_TEXT PASSAGE:_
** Start **

Recently, triangular lattice PCs with triangular-shaped air holes [11, 12], or honeycomb lattice PCs with circular-shaped air holes [13, 14], have been proposed to open a PBG for TM-like modes in PC slabs. The idea has also been proposed to fabricate a conventional PC pattern with circular-shaped air holes into cross-sections of a QC structure, where PC structures recognize photons generated by intersubband transition as TE-like polarized rather than TM-like [15]. However in both the former structures, the Q-factor is quite low (several hundreds) due to a narrow PBG and large radiation losses in the vertical direction. In addition, air-suspended structures [11, 12, and 13] make electrical injection difficult. The Q-factor of the latter structure is large enough to achieve lasing action, but accurate mass-fabrication is difficult.

The structure we focus on in this paper is a PC structure with in-plane perturbations of effective dielectric constant due to gradual changes in the structural parameters. This structure was originally proposed and demonstrated by O. Painter’s group for TE-like modes [16, 17]. The in-plane dielectric perturbation enables one to weaken the couplings between the cavity mode and the leaky modes (radiation modes and waveguide modes), which results in an increase of Q-factor. For cavities in TE-like modes, reduction of the mode coupling with radiation modes plays dominant role for boosting Q-factor, because there is a relatively wide PBG for lateral direction, except for the structures with low dielectric constant of the host material [18] or square lattice structures. On the other hand, the suppression of the couplings with waveguide modes is also critical for realizing high-Q photonic crystal cavities for TM-like modes, because there are not PBGs for TM-like modes in a frequency region of interest. The possibility of mode-decoupling with both radiation and waveguide modes in a graded lattice PC motivated us to utilize the graded PC structure for designing high-Q defect microcavity for QCLs.

** End **

_INSTRUCTIONS FOR THE TASK:_ In the passage on photonic crystal cavities, whose group first proposed and demonstrated the graded structure?

_SUPPLIED INFORMATION:_
** Start **

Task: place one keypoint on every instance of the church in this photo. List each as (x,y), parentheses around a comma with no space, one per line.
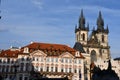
(49,60)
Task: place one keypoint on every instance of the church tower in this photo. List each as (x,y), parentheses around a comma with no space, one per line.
(102,36)
(81,31)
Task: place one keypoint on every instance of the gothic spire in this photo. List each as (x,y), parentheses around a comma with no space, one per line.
(82,21)
(100,22)
(109,65)
(107,29)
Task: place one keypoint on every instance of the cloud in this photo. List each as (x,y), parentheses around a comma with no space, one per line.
(38,3)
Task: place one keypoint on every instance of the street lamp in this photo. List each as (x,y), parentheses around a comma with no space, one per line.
(15,69)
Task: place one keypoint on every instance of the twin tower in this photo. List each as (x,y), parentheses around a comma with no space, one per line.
(94,43)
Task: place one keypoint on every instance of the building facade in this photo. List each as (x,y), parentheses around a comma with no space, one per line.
(48,60)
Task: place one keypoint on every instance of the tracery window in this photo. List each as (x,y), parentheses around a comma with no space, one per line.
(93,56)
(103,40)
(83,37)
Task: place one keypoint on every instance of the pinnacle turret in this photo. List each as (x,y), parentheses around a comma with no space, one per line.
(82,21)
(100,22)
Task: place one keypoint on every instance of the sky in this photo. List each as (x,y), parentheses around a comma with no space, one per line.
(54,21)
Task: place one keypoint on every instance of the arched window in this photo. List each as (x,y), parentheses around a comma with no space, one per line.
(103,40)
(83,36)
(93,56)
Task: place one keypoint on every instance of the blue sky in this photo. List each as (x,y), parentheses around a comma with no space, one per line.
(53,21)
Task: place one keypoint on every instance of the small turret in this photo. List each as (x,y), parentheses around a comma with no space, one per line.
(82,21)
(100,23)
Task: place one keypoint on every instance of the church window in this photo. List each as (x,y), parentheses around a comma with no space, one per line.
(103,40)
(55,69)
(56,59)
(93,56)
(75,71)
(77,37)
(62,70)
(51,69)
(47,59)
(70,70)
(62,60)
(83,36)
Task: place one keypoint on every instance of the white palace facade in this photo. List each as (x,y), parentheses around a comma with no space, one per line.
(49,60)
(58,60)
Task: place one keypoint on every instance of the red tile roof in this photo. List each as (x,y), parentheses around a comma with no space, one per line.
(49,49)
(9,53)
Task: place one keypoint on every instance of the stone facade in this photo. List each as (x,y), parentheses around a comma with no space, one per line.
(48,60)
(95,44)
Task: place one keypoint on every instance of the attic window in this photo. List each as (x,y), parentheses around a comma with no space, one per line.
(5,54)
(13,54)
(77,54)
(26,50)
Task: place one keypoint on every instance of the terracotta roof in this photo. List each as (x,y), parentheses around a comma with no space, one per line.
(48,48)
(9,53)
(51,49)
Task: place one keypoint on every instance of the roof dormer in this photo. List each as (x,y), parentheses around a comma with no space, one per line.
(26,50)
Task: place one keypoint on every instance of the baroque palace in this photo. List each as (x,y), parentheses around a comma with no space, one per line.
(57,60)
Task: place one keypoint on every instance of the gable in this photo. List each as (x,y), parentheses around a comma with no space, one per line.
(38,53)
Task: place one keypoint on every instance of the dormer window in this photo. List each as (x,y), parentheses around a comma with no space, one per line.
(26,50)
(77,54)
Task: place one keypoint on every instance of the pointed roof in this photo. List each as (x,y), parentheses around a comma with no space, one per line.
(82,21)
(100,22)
(109,65)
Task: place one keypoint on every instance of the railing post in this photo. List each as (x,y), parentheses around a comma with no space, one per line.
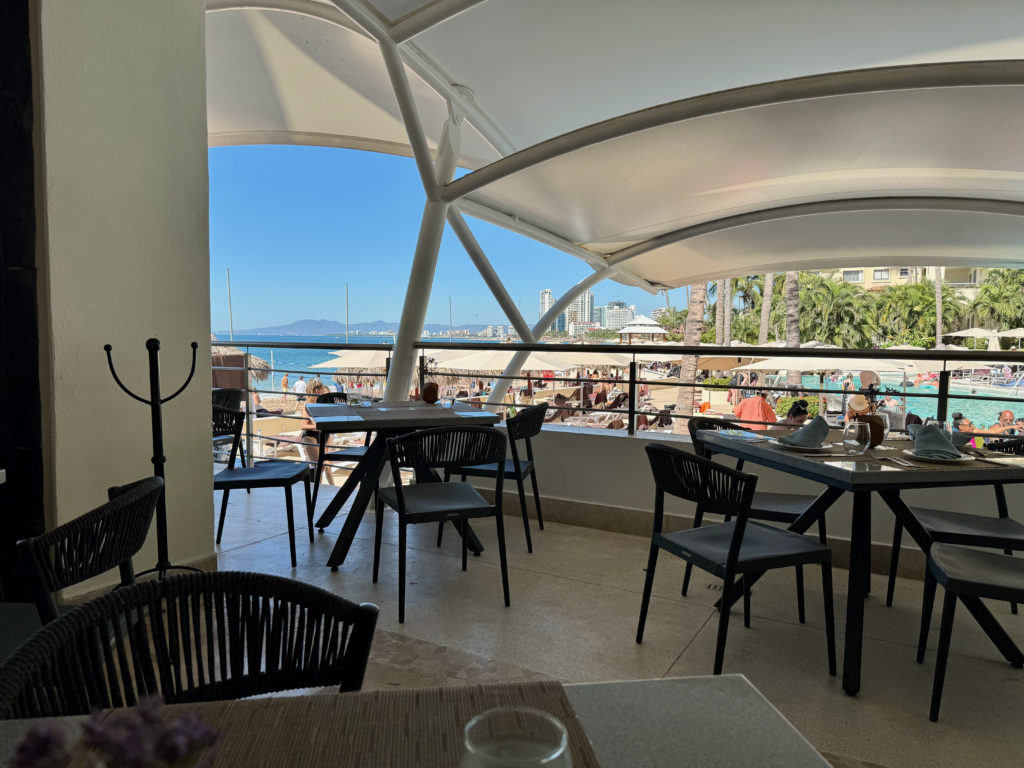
(249,408)
(632,419)
(943,395)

** End **

_THE RESPONSE:_ O. Painter's group, for TE-like modes.